Update the following lines so that each "Reported" becomes "Marked", and keep everything else unchanged.

— Begin —

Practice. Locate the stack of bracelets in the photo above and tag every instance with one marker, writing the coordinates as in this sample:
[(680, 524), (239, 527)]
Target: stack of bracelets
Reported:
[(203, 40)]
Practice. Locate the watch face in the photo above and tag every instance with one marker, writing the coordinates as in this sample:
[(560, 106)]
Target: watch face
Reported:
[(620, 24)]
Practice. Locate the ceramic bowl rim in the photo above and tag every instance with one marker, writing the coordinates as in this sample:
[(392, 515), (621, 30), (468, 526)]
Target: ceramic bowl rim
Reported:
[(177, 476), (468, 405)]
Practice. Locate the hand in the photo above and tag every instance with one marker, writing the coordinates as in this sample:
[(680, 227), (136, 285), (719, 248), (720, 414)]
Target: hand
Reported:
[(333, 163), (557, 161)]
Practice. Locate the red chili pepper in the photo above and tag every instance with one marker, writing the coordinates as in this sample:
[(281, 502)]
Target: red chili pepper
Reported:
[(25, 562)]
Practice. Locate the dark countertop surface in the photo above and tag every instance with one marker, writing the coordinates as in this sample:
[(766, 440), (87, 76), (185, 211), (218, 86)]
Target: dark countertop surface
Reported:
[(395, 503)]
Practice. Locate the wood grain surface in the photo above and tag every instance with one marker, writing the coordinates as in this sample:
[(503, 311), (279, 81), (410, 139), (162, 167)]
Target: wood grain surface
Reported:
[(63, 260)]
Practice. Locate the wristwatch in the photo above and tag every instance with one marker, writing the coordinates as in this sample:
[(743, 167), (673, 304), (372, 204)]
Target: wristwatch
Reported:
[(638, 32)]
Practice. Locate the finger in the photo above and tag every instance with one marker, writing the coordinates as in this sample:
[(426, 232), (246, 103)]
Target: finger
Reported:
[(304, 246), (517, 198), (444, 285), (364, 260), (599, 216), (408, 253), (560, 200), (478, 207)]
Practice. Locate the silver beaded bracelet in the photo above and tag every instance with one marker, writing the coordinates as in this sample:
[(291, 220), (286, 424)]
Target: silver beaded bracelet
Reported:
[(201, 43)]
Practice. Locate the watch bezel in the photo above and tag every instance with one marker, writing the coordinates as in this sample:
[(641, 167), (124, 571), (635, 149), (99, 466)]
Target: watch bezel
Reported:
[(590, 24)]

— End —

Written solution:
Practice. Locate the stack of bracelets in the photo above and tag every instance with one marker, writing the coordinates as in this sample:
[(680, 524), (239, 527)]
Target: stack of bracelets
Marked:
[(203, 40)]
Practice. Locate the watch face in the photo above and tag every instance with one marker, writing the coordinates as in this sample:
[(560, 106)]
Target: watch face
Marked:
[(620, 24)]
Practice. Locate the ceramic bowl rim in the photo above and tag every instance with one marker, writing the coordinates as in this sample:
[(392, 515), (621, 30), (468, 526)]
Target: ceramic bowl rim
Marked:
[(177, 476), (468, 405)]
Practice. Locate the hand in the photo above and tag every instance with one marker, writing the coordinates as in this sample:
[(680, 227), (136, 285), (719, 248), (720, 414)]
Target: hand
Marked:
[(333, 163), (557, 161)]
Practice. Locate the red chili pepper in the photo above and tag every instance with one marker, writing the coordinates as in this sample:
[(281, 502)]
Target: red chili pepper
Marked:
[(25, 562)]
Practice. Locate the dark countertop surface in the photo above and tag every instance with one marker, writing the coordinates as in this sample:
[(766, 440), (87, 76), (185, 211), (218, 86)]
Target: dark countertop surface
Marked:
[(395, 503)]
Practice. Locate the wood grain surface in the photo above and tag every instance with one marker, writing the coordinates as in this sample:
[(503, 311), (279, 81), (410, 139), (162, 167)]
Target: wood grain surface
Marked:
[(63, 260)]
Practice. Locate the wristwatch in the photo above and tag every instance with one marker, writing the coordinates as in this sample:
[(743, 167), (673, 304), (372, 204)]
Target: wristwatch
Marked:
[(638, 32)]
Practice. Locate the finger in the photo above and tag every instance with one marker, writing the coordinates as in this sample:
[(426, 232), (246, 103)]
Target: finger
Marked:
[(304, 246), (517, 198), (444, 285), (364, 260), (599, 216), (408, 253), (560, 200), (478, 207)]
Practice. Locate the silver beaded bracelet in the photo above and tag every instance with one marker, writing the coordinates as in this sample:
[(291, 220), (286, 424)]
Target: silver beaded bracelet
Marked:
[(201, 43)]
Practice. Locate the watch bezel in the photo above and tag every instance with one marker, writing the coordinates as in this sample:
[(641, 167), (124, 571), (635, 149), (99, 466)]
Target: watch bezel
Marked:
[(590, 24)]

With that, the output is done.